*OBJECTIF 1:*
Répondez brièvement à ces questions sur l'extrait consacré aux conservatoires.
(a) De quelle loi est-il nécessaire de soustraire les conservatoires ?
(b) Quel achat l'interlocuteur a-t-il évoqué ?
(c) Quelle fonction occupe M. Clément ?
*OBJECTIF 2:*
Poursuivez l'extrait consacré aux conservatoires à partir de sa dernière phrase.

Deuxième chose, je n'ai entendu personne ici, aujourd'hui, remettre en cause le fait qu'il était absolument nécessaire de soustraire les conservatoires à la Loi sur l'administration financière. Vous avez parlé de l'achat d'équipement informatique. On a eu d'autres exemples aujourd'hui. Tout le monde fait consensus, en tout cas, à moins que mon interprétation de ce que j'ai entendu aujourd'hui soit faussée, tout le monde, aujourd'hui, semble d'accord avec cette question-là. Donc, quant à moi, cette question-là ne fait plus l'objet d'aucun débat. Elle est tranchée, elle est claire, et il n'y a personne qui souhaite revenir sur cette question-là.

Je voudrais cependant revenir sur cette question de l'ancrage de chacun des conservatoires dans sa région. Vous semblez être favorables au contenu, à la façon, à l'organisation qui est proposée pour les conservatoires. Je relisais les propos que le directeur du Conservatoire de musique de Chicoutimi, M. Clément, tenait à la commission de la culture à l'occasion de la consultation générale sur la proposition de politique sur la culture et les arts et je veux les rappeler, parce que ces propos m'apparaissent intéressants.

*DONNÉES FOURNIES:*

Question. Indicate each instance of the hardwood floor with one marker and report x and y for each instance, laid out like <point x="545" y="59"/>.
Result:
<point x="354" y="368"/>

*RÉPONSE 1:*
(a) La Loi sur l'administration financière.
(b) L'achat d'équipement informatique.
(c) Il est directeur du Conservatoire de musique de Chicoutimi.

*RÉPONSE 2:*
M. Clément nous disait: Le sentiment d'appartenance qu'ont les gens de notre région envers leurs organismes culturels est très fort et directement relié à la réussite de leurs activités. Le haut taux d'insertion que nous avons réussi à atteindre est la conséquence de la mise sur pied d'un réseau de mise en marché de nos productions nous permettant d'offrir, sur l'ensemble du territoire, des séries de concerts de grande qualité. Il serait hasardeux de croire que les orchestres de grands centres puissent desservir les régions avec succès si une structure semblable ne s'y trouve pas déjà. Le travail de sensibilisation que nous avons amorcé, il y a plusieurs années, est considérable et a permis de développer un public de base partout en région. D'une façon très brève, nous espérons sensibiliser la commission de la culture aux besoins qu'a une région comme la nôtre d'avoir ses propres organisations culturelles génératrices d'emploi et bien enracinées — bien enracinées, disait-il — afin d'offrir quotidiennement une énergie vitale à la région, garante de l'avancement de la culture et de l'épanouissement de nos artistes.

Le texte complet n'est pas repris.